**** TEXTAUSZUG ****

S Y N O P T I S C H E Ü B E R S I C H T M I T T E L F R I S T
ausgegeben am Sonntag, den 11.08.2024 um 10.30 UTC

Am Mittwoch abgesehen vom Nordosten Schwergewitter wahrscheinlich mit (heftigem)
Starkregen, Sturmböen und Hagel. Heiß.

Am Donnerstag im Osten und Süden Schauer und Gewitter mit lokalem
Unwetterpotential. Im Osten und Süden teils noch heiß.

Danach insgesamt Wetterberuhigung und zurückgehende Temperaturen. Geringes
Gewitterrisiko allenfalls im Süden.

**** GEGEBENE DATEN ****

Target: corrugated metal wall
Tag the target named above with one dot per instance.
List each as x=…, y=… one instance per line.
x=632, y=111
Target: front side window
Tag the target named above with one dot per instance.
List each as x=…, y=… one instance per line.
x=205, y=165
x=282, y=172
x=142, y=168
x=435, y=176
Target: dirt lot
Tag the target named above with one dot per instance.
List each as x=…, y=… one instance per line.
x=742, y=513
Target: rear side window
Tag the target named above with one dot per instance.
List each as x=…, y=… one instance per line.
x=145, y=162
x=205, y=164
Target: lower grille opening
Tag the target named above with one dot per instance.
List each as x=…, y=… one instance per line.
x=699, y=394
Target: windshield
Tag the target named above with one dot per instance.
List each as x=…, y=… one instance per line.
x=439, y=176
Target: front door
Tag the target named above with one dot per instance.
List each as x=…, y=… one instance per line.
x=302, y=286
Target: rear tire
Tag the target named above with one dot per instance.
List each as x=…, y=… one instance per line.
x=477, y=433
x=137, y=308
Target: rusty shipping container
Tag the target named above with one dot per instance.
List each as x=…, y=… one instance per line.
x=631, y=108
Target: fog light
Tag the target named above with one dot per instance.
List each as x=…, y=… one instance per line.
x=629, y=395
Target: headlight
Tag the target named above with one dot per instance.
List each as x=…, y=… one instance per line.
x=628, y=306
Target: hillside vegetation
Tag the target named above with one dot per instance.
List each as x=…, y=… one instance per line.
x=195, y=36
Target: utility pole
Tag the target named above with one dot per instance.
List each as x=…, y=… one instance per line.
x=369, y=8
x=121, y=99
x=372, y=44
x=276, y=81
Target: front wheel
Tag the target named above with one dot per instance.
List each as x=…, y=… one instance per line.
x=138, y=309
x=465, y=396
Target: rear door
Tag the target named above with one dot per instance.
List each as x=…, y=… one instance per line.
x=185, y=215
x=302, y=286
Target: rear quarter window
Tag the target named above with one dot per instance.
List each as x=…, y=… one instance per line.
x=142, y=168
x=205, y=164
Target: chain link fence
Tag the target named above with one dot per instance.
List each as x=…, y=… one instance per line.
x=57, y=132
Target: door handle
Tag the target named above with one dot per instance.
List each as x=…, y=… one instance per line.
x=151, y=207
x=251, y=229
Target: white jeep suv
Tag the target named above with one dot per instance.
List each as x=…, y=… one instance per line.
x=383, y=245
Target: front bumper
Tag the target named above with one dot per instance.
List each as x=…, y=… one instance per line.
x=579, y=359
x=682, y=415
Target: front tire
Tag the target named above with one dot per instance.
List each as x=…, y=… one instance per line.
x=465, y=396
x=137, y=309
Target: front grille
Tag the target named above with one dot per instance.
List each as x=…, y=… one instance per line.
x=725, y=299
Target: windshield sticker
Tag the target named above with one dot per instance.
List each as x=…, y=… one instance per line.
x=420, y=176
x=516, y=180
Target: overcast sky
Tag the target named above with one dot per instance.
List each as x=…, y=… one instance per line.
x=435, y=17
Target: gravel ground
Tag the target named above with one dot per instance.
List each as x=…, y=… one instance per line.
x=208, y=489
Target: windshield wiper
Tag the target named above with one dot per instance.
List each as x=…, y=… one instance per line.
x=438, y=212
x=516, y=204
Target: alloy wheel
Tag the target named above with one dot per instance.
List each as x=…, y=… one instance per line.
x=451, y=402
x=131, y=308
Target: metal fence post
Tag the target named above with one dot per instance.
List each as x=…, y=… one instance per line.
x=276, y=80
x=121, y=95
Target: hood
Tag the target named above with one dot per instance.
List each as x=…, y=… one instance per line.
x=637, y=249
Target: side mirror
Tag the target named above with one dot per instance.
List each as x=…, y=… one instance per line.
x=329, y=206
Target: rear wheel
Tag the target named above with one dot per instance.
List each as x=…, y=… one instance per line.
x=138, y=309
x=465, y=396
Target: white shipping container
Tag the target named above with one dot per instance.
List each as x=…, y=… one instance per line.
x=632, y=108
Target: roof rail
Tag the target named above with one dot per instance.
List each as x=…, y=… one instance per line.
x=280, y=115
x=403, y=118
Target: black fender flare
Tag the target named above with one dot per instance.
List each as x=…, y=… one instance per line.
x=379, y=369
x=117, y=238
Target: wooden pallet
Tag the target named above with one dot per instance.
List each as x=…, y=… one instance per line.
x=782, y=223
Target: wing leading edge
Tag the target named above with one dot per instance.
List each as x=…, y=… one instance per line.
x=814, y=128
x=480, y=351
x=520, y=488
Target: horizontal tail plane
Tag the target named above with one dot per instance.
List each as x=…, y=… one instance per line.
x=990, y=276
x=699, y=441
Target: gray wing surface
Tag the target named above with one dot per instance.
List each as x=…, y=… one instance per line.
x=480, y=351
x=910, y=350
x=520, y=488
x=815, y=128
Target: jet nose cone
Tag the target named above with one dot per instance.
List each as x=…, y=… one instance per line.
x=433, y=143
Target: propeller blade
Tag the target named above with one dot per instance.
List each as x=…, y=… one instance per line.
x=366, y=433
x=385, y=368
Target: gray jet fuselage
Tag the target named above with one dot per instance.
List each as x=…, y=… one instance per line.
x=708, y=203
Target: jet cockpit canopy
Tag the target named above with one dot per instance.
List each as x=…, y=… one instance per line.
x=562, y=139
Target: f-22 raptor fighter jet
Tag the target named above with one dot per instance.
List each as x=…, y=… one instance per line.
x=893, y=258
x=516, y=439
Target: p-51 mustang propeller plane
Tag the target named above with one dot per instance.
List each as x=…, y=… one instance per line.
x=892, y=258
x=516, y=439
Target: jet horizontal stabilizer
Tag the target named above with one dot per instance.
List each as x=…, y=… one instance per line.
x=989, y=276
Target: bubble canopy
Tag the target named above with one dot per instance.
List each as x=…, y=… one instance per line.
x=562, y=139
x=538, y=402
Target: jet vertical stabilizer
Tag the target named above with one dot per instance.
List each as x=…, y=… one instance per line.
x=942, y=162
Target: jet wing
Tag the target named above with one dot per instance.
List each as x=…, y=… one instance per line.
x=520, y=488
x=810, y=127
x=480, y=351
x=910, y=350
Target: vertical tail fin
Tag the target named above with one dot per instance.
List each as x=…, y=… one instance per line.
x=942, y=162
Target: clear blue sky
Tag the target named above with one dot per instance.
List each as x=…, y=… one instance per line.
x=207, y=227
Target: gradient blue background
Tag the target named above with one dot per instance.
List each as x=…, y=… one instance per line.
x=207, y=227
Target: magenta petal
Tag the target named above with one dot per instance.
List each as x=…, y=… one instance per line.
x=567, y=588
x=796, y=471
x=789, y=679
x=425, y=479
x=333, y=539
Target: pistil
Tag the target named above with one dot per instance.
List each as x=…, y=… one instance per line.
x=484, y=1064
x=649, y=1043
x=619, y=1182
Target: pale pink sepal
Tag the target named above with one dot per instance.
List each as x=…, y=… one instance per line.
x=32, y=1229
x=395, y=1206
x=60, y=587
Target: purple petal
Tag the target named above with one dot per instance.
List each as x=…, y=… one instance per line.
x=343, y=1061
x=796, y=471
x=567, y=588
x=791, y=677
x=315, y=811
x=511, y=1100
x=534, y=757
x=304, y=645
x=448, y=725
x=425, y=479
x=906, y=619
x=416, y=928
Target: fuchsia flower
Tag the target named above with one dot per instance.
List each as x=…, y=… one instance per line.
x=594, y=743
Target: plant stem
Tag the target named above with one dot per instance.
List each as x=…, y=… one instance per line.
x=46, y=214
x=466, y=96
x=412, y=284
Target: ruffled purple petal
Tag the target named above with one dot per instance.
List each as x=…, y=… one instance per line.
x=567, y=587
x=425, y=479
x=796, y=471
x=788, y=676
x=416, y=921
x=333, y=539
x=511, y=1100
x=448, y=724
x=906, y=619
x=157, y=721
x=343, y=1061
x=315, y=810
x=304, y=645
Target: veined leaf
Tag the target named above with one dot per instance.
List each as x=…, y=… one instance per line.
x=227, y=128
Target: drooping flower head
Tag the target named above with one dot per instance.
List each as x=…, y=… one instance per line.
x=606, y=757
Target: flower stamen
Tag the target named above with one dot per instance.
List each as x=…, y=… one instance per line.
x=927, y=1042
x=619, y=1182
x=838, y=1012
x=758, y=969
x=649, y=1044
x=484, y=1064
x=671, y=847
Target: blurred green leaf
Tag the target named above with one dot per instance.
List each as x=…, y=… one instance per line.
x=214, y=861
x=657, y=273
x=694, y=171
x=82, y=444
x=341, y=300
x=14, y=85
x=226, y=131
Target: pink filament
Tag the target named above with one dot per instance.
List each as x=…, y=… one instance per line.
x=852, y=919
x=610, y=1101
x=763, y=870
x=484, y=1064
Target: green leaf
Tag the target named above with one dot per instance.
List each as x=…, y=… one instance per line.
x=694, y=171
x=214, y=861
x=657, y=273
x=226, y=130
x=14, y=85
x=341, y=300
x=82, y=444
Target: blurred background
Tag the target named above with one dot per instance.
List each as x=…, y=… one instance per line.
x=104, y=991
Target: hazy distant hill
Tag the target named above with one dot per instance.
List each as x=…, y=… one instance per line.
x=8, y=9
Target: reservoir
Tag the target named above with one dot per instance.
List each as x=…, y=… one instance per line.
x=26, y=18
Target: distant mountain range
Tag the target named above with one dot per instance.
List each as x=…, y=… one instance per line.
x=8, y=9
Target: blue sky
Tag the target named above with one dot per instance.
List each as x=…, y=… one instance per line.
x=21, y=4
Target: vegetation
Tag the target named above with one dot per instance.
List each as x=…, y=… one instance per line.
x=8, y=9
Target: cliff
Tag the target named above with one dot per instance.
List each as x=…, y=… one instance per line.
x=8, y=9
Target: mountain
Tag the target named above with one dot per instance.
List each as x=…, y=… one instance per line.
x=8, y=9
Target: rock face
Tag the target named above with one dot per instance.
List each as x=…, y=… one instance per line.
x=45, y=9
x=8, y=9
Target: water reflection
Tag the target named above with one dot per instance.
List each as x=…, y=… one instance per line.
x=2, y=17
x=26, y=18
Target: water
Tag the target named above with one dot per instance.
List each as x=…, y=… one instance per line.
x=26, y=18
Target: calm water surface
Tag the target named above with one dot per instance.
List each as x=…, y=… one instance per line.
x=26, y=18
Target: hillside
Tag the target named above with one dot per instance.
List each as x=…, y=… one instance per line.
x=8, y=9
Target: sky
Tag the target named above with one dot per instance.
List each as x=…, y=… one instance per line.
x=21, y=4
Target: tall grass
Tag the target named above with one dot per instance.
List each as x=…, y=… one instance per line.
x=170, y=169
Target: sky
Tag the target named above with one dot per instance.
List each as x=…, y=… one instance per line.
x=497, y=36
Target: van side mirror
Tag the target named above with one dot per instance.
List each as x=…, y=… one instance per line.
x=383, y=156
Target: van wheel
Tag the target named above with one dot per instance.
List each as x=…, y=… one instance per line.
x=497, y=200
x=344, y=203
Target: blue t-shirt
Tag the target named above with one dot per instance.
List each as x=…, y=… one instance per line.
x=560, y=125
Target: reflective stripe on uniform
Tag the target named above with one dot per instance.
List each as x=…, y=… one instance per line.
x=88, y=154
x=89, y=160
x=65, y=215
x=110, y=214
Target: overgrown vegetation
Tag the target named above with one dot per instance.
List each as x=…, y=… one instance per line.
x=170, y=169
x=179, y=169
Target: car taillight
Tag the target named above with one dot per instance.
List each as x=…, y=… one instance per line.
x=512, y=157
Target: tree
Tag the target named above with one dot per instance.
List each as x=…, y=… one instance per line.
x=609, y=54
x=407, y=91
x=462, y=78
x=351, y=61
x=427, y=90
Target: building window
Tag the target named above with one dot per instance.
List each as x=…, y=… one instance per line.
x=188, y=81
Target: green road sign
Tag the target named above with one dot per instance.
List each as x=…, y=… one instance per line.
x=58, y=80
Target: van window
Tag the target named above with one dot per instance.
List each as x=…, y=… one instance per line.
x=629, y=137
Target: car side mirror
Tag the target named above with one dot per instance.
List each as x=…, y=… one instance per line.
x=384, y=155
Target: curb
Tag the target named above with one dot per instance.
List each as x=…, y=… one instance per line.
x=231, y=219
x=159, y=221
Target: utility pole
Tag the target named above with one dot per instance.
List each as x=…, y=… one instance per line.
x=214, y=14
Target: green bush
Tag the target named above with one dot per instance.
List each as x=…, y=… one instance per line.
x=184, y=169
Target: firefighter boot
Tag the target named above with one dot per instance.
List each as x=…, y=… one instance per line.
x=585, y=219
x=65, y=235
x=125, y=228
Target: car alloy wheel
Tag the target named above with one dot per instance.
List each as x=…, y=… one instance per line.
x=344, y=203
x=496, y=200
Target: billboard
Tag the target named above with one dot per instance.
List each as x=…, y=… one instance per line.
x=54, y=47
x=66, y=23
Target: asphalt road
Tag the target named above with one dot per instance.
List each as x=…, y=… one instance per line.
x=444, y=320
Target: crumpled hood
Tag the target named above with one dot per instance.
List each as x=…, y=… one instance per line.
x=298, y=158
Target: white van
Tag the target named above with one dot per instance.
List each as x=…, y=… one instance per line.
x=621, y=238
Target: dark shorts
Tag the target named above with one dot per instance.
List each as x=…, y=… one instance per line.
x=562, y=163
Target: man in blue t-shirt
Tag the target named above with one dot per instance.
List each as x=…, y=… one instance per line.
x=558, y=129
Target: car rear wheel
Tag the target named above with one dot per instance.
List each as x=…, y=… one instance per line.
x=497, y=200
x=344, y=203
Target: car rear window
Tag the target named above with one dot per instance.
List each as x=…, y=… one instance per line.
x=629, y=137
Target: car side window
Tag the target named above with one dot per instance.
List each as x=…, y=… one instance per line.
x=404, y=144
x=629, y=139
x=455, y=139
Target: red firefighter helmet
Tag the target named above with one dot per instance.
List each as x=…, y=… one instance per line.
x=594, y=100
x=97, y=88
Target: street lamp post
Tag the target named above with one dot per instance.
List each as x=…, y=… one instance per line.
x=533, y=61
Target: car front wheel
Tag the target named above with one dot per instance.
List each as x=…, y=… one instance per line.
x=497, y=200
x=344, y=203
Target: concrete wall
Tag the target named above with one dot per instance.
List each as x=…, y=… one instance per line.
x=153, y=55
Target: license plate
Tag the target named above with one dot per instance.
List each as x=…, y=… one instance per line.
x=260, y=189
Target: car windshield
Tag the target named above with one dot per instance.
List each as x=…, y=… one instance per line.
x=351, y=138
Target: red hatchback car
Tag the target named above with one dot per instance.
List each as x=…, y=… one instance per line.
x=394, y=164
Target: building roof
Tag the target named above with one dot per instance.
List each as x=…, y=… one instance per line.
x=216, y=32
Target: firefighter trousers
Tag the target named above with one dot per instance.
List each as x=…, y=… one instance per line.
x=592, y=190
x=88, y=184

****

DEINE AUFGABE:
Setze die mittelfristige Wetterübersicht im Anschluss an ihren letzten Satz fort.

LÖSUNG:
Synoptische Entwicklung bis zum Sonntag, den 18.08.2024

Am Mittwoch liegt Deutschland auf der Vorderseite eines Langwellentroges in
einer feucht-heißen Luftmasse, bei der im Norden und Westen die 850er
Temperaturen um 16°C, diejenigen im Süden sogar bei bis zu 20°C liegen. Der
Langwellentrog tropft zögerlich nach Süden in Richtung Balearen ab, der
Druckgradient über Deutschland ist allgemein schwach aufgestellt. Im
Tagesverlauf soll sich laut IFS-Hauptlauf durch schwache dynamische
Hebungsimpulse, vor allem aber durch Einstrahlung und die damit einhergehende
Überhitzung ein kleinräumiges Tief über dem östlichen Niedersachsen bilden, das
bis zum Abend bis nach Schleswig-Holstein vorankommen soll. Letztendlich bildet
das Tief den Schwerpunkt einer Tiefdruckrinne, die sich von Dänemark bis zum
Erzgebirge erstreckt. Insbesondere auf der Westflanke der Rinne und damit grob
von der Nordsee und Schleswig-Holstein bis zu den Alpen und zum Westerzgebirge
soll es im Tagesverlauf zu kräftigen Schauern und Gewittern kommen, was auch der
Tatsache geschuldet ist, dass dort die mit PPW-Werten von bis zu 50 mm (!)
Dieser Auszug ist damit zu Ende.